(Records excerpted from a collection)
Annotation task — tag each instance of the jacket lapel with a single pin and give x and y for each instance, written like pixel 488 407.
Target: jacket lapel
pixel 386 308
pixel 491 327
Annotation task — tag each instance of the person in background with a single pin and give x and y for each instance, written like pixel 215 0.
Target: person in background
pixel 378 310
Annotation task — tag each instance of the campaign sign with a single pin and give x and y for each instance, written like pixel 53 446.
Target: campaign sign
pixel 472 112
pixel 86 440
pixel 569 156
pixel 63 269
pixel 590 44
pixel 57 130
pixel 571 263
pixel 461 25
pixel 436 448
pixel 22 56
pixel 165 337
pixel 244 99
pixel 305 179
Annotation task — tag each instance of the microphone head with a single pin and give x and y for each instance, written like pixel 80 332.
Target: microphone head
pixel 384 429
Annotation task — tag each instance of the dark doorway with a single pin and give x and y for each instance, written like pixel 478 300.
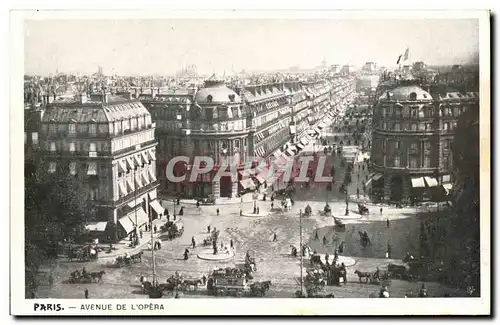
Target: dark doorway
pixel 396 188
pixel 225 186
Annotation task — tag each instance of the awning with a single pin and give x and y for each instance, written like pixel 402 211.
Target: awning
pixel 156 206
pixel 151 154
pixel 152 177
pixel 122 165
pixel 130 163
pixel 127 224
pixel 447 187
pixel 122 189
pixel 138 181
pixel 92 169
pixel 130 185
pixel 137 159
pixel 142 217
pixel 417 182
pixel 431 181
pixel 247 183
pixel 144 178
pixel 97 226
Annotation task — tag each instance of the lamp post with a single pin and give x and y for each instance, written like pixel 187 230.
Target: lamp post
pixel 301 255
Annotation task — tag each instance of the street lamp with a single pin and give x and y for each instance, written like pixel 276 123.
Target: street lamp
pixel 301 256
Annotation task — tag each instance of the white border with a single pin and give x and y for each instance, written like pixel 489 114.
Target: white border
pixel 361 306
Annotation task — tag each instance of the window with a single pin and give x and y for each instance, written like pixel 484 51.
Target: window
pixel 72 168
pixel 413 162
pixel 72 129
pixel 397 161
pixel 92 169
pixel 52 128
pixel 427 161
pixel 93 194
pixel 52 167
pixel 92 129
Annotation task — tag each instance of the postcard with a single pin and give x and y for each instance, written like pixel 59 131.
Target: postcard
pixel 249 159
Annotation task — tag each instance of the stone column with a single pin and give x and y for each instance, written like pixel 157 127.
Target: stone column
pixel 216 189
pixel 387 187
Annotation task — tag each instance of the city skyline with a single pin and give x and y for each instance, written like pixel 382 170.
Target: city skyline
pixel 163 47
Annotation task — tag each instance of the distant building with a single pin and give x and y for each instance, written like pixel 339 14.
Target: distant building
pixel 107 143
pixel 369 67
pixel 413 132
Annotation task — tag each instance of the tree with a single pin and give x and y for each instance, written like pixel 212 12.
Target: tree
pixel 55 212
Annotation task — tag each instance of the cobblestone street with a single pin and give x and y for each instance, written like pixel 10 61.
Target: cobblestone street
pixel 273 259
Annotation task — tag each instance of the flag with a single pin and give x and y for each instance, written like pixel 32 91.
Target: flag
pixel 407 52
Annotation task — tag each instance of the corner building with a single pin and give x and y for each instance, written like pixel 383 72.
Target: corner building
pixel 412 137
pixel 107 143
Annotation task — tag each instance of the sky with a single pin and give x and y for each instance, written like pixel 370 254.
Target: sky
pixel 163 47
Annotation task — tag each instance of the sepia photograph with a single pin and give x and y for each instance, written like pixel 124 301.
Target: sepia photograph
pixel 255 157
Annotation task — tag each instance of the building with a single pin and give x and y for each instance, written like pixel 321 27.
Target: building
pixel 107 143
pixel 266 120
pixel 369 67
pixel 413 130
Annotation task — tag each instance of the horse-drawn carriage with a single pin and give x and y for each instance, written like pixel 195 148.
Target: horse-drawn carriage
pixel 378 277
pixel 209 200
pixel 362 209
pixel 127 260
pixel 173 229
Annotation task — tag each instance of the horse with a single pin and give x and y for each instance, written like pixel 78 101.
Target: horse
pixel 97 276
pixel 137 256
pixel 366 275
pixel 365 240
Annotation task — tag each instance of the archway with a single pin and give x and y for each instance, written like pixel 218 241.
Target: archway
pixel 396 188
pixel 225 186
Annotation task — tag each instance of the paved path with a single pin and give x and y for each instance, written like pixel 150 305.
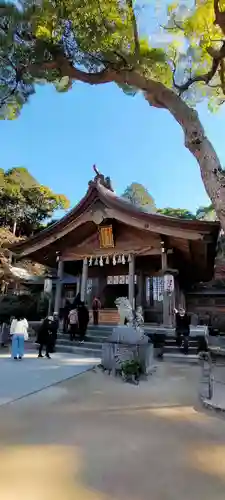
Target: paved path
pixel 20 378
pixel 96 438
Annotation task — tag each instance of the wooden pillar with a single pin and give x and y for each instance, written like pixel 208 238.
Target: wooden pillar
pixel 84 277
pixel 58 292
pixel 141 285
pixel 131 281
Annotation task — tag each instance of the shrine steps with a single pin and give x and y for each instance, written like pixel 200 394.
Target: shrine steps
pixel 96 336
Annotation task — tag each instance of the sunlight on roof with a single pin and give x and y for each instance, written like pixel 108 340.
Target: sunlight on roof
pixel 210 460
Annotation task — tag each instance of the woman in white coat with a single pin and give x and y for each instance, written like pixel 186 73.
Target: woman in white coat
pixel 19 332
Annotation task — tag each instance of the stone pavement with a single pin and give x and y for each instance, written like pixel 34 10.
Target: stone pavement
pixel 20 378
pixel 95 438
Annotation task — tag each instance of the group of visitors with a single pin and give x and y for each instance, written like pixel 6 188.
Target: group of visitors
pixel 76 321
pixel 46 336
pixel 77 317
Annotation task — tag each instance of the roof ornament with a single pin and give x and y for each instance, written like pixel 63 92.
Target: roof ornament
pixel 104 181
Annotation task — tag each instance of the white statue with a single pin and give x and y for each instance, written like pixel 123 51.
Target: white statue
pixel 122 345
pixel 124 309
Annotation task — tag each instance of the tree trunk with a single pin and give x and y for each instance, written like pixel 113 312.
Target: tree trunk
pixel 195 139
pixel 160 96
pixel 14 227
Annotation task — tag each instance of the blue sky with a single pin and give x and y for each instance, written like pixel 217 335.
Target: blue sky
pixel 58 137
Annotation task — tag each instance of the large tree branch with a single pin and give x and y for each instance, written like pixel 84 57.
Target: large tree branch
pixel 217 56
pixel 219 16
pixel 206 77
pixel 135 29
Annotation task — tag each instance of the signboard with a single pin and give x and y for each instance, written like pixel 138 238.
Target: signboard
pixel 48 285
pixel 106 237
pixel 169 283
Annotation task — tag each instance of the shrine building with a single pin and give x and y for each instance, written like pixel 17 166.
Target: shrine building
pixel 115 249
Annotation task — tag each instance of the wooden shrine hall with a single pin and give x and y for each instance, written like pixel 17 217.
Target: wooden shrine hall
pixel 116 249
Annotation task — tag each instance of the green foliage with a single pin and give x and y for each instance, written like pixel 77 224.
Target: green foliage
pixel 203 39
pixel 41 41
pixel 206 213
pixel 180 213
pixel 24 203
pixel 139 196
pixel 32 306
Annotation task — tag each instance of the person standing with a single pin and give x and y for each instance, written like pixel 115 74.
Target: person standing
pixel 83 320
pixel 45 336
pixel 19 333
pixel 96 306
pixel 54 329
pixel 73 323
pixel 182 328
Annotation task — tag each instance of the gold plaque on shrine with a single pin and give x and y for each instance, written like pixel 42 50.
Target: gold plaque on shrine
pixel 106 237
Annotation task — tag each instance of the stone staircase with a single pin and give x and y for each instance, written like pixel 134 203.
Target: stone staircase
pixel 92 347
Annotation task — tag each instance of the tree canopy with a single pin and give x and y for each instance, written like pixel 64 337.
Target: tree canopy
pixel 179 213
pixel 139 196
pixel 102 41
pixel 25 204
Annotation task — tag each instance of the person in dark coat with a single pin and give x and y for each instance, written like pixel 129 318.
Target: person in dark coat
pixel 45 336
pixel 83 320
pixel 96 306
pixel 66 311
pixel 77 301
pixel 54 328
pixel 182 328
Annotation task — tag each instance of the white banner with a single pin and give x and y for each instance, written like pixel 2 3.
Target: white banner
pixel 169 283
pixel 48 285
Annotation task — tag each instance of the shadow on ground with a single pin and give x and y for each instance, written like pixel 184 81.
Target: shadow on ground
pixel 94 437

What needs to be done: Starting at the line that contains "Annotation task — tag each instance of the shrine steps" and ending after the line that contains "pixel 210 460", substitute "sunlit rooftop" for "sunlight on roof" and leave everything else unchanged. Reproduce only those rows.

Solution to the problem:
Annotation task — tag each instance of the shrine steps with a single pin and give x and y for each instance, written like pixel 200 394.
Target: shrine steps
pixel 96 336
Annotation task — tag each instance of the sunlit rooftop with a single pin and give x and y for each instance, written like pixel 108 340.
Target: sunlit rooftop
pixel 210 460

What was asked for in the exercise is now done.